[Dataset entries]
··········

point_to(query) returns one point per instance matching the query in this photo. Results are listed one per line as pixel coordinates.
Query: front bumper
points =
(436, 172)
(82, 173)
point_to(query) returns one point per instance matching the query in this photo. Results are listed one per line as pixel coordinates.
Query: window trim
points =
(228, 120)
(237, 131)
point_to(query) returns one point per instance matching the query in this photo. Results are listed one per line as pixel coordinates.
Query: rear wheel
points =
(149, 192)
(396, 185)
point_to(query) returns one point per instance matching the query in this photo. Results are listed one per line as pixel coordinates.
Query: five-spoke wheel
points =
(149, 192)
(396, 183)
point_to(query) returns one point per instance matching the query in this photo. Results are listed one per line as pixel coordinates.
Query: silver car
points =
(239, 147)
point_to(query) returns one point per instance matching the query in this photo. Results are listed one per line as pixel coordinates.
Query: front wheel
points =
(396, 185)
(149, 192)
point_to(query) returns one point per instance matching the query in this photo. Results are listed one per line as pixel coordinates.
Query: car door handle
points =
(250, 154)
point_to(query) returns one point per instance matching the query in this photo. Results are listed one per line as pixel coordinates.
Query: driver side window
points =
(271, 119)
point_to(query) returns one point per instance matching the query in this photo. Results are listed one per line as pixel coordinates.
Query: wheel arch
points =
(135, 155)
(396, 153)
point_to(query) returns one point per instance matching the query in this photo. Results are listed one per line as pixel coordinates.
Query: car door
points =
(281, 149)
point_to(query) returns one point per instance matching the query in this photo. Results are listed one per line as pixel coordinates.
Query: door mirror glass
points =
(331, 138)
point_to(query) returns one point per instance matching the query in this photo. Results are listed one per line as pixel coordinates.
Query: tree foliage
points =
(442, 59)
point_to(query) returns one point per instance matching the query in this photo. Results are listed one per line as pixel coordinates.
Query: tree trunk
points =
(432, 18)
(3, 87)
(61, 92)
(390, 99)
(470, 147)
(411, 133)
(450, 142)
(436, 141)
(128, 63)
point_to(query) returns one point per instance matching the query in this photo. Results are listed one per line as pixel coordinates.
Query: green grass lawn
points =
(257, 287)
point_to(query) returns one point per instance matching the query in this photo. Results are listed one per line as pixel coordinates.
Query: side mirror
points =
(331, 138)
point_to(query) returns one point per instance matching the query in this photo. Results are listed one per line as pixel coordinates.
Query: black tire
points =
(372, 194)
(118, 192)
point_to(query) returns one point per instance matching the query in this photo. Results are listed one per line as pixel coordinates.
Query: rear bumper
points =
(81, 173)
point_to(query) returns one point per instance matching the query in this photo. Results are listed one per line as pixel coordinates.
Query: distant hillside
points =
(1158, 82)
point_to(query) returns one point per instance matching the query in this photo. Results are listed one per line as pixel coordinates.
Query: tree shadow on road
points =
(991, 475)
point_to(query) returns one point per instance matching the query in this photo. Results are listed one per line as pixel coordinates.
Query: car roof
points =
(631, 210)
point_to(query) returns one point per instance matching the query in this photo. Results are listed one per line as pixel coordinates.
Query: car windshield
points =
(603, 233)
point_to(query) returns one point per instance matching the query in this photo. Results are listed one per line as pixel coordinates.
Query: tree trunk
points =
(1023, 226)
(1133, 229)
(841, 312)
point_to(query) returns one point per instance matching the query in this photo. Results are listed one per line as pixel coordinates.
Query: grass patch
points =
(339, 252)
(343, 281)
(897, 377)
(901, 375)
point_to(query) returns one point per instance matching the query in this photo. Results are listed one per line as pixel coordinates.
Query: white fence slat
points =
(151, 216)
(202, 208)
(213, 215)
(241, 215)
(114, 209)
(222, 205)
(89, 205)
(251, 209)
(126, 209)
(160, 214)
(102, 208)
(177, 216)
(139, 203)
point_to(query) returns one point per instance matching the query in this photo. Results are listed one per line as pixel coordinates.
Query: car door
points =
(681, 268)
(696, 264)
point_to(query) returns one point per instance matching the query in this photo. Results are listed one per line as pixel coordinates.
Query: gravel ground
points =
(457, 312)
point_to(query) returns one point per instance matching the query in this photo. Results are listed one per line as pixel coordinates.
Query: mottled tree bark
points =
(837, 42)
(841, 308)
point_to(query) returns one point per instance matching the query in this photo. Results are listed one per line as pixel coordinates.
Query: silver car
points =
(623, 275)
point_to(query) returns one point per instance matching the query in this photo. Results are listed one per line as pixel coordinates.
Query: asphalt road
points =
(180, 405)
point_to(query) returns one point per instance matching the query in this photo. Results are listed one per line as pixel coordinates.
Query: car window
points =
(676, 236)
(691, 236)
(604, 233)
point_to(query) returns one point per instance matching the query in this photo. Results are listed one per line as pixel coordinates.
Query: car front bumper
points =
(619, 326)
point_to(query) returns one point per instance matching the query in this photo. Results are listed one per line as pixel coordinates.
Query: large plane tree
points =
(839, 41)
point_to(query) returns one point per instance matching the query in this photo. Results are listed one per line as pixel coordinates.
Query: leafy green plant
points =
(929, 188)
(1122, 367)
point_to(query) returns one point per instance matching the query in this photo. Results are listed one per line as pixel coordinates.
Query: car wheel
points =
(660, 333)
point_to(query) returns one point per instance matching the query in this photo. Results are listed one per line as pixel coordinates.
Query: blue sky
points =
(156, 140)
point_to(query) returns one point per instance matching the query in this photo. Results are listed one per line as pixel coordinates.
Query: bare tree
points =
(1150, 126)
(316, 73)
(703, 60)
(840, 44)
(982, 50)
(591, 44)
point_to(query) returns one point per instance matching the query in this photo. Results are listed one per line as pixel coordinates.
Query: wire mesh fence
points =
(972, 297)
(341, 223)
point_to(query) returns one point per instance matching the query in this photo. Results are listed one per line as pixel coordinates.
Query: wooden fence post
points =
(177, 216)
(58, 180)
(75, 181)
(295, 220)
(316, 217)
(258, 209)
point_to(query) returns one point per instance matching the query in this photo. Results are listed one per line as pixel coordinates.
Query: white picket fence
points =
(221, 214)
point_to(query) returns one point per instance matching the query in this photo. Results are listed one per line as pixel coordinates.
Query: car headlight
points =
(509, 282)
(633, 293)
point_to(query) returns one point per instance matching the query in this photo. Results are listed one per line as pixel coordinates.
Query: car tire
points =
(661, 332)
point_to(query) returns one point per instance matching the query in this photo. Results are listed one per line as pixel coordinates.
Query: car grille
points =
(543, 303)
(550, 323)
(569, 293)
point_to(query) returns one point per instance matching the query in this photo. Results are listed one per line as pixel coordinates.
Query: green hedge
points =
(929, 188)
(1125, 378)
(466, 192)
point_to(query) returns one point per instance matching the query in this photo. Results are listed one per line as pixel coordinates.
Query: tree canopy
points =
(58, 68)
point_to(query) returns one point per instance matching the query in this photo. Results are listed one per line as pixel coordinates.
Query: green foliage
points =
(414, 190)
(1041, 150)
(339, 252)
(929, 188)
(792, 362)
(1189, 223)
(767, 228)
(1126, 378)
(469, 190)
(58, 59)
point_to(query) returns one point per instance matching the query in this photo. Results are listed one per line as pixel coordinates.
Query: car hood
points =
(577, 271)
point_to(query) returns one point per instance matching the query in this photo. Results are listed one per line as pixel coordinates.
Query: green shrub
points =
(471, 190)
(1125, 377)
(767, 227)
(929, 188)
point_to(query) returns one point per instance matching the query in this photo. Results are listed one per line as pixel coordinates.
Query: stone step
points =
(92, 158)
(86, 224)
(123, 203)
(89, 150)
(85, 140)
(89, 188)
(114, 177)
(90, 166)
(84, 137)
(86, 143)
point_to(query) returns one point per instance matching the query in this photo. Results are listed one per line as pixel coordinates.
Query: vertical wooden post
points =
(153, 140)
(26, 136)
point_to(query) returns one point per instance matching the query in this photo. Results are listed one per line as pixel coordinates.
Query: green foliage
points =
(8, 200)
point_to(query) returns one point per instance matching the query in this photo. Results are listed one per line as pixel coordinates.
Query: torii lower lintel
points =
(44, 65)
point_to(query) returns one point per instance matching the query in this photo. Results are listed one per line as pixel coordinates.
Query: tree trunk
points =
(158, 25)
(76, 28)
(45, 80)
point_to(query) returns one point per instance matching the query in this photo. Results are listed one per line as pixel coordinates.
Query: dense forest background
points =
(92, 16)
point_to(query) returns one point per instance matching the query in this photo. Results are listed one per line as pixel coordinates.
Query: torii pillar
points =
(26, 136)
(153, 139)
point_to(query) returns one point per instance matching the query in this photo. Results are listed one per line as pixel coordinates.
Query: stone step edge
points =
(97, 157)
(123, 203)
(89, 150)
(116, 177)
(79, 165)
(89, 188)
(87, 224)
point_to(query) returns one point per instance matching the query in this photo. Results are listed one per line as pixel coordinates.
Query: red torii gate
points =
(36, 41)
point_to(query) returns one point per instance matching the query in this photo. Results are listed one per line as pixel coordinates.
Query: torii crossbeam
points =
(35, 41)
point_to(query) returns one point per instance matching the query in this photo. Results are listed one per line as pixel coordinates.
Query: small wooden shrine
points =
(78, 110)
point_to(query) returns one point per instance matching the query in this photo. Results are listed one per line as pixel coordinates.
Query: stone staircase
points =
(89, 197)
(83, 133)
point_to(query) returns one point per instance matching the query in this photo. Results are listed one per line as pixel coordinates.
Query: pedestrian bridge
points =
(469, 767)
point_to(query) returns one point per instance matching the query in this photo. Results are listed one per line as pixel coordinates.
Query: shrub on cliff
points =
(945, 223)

··········

Task statement: Extract every line of the entries above that contains the string "torii", and list each one in its original order.

Final result:
Query: torii lower lintel
Query: torii pillar
Query: red torii gate
Query: torii crossbeam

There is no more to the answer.